## EXERCISE
Search the listing below for lines that hold the word "segment", and report only how many there are.

## AVAILABLE DATA
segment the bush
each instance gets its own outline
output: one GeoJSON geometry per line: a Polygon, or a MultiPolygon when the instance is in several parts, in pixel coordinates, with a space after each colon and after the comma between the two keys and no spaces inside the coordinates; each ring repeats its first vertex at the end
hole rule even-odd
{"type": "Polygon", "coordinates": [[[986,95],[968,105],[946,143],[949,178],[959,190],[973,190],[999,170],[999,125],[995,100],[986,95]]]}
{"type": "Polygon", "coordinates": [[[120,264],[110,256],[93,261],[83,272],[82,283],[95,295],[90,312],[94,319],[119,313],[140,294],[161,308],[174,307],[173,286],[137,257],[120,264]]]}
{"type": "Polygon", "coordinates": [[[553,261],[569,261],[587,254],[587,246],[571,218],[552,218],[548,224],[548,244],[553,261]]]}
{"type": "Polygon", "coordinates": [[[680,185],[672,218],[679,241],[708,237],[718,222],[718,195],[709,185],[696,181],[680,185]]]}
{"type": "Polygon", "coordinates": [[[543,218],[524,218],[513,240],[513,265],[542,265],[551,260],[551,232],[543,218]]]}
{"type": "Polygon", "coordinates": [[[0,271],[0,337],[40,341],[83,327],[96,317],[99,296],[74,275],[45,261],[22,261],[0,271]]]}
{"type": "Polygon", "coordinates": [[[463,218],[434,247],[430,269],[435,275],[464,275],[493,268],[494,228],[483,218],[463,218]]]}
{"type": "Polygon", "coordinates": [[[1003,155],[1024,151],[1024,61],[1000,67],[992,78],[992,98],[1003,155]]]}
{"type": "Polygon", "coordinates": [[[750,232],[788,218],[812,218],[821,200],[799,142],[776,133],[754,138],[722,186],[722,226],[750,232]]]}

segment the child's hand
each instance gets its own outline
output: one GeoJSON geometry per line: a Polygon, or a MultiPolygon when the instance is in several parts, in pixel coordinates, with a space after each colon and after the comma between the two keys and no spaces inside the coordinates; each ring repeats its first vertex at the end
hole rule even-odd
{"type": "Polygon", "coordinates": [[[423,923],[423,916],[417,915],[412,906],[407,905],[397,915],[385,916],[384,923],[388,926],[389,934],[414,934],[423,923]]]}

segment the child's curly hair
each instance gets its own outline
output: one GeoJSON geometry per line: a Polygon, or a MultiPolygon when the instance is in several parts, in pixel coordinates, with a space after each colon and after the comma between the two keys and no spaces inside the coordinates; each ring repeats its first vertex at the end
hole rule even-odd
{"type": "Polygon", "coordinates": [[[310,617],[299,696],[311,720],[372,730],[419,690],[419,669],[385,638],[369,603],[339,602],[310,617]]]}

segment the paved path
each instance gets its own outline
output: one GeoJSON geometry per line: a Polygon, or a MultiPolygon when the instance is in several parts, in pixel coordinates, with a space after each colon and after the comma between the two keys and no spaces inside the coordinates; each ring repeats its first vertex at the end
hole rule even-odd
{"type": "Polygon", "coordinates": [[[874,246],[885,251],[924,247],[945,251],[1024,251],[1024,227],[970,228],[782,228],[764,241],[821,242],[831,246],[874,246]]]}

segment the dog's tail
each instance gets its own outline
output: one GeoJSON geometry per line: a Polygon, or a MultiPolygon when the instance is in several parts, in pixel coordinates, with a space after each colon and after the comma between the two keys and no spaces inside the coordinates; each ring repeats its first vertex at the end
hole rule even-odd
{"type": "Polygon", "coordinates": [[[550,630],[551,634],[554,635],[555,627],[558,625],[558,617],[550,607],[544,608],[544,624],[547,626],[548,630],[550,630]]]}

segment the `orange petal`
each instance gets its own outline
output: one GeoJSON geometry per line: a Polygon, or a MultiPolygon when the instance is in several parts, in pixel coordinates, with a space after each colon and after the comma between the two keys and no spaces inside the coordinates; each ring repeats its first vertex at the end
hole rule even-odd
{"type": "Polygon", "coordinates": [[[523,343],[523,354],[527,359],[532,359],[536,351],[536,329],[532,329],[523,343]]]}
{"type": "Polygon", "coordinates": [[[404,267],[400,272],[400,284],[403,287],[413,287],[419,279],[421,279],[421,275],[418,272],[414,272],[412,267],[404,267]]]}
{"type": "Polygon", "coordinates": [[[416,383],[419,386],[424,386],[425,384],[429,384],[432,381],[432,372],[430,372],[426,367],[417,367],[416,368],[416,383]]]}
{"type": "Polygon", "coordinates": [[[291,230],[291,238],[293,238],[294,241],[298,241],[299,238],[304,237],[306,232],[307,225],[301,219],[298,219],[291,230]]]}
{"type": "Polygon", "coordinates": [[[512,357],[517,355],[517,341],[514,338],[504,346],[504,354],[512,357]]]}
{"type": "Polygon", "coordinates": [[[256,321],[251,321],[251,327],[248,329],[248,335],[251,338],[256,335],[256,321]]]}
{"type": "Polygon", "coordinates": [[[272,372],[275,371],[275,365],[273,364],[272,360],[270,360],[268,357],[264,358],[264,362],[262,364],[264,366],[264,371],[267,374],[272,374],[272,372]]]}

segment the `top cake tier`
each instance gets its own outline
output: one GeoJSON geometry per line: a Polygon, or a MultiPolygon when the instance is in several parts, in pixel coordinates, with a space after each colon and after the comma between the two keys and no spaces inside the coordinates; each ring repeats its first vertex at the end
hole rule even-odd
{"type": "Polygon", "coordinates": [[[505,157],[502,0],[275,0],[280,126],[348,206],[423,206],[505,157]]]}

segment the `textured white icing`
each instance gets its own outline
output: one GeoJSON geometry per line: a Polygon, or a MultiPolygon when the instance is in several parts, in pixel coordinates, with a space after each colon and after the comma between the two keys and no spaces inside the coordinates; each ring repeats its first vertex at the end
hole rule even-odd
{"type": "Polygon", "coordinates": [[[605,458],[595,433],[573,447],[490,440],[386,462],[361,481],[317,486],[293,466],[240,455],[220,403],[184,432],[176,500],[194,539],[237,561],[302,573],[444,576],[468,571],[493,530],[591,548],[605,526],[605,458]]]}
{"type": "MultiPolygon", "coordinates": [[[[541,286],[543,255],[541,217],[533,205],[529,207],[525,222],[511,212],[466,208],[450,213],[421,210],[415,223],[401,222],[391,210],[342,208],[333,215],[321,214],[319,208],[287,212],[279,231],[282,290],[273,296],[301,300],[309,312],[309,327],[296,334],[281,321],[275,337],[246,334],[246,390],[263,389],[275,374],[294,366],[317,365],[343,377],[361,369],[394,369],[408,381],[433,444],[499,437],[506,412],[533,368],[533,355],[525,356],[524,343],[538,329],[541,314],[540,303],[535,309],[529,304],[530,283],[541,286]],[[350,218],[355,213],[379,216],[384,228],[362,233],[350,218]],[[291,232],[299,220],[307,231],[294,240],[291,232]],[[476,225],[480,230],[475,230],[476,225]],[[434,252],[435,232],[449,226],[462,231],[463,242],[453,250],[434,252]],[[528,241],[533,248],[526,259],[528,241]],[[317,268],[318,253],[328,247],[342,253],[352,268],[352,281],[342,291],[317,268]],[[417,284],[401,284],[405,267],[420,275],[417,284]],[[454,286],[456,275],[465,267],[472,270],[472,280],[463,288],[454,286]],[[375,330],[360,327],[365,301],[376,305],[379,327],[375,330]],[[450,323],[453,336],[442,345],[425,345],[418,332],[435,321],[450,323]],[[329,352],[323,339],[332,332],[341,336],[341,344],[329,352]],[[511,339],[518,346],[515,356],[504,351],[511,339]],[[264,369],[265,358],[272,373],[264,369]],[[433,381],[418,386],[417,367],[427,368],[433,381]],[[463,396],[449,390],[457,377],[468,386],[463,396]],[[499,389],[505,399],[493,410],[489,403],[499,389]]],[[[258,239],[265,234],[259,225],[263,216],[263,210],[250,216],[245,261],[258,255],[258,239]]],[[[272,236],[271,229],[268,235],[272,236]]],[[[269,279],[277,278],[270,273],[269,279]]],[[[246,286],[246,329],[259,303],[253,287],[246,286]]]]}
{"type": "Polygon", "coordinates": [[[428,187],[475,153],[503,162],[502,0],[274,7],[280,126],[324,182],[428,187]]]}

## RESULT OF THIS EXERCISE
8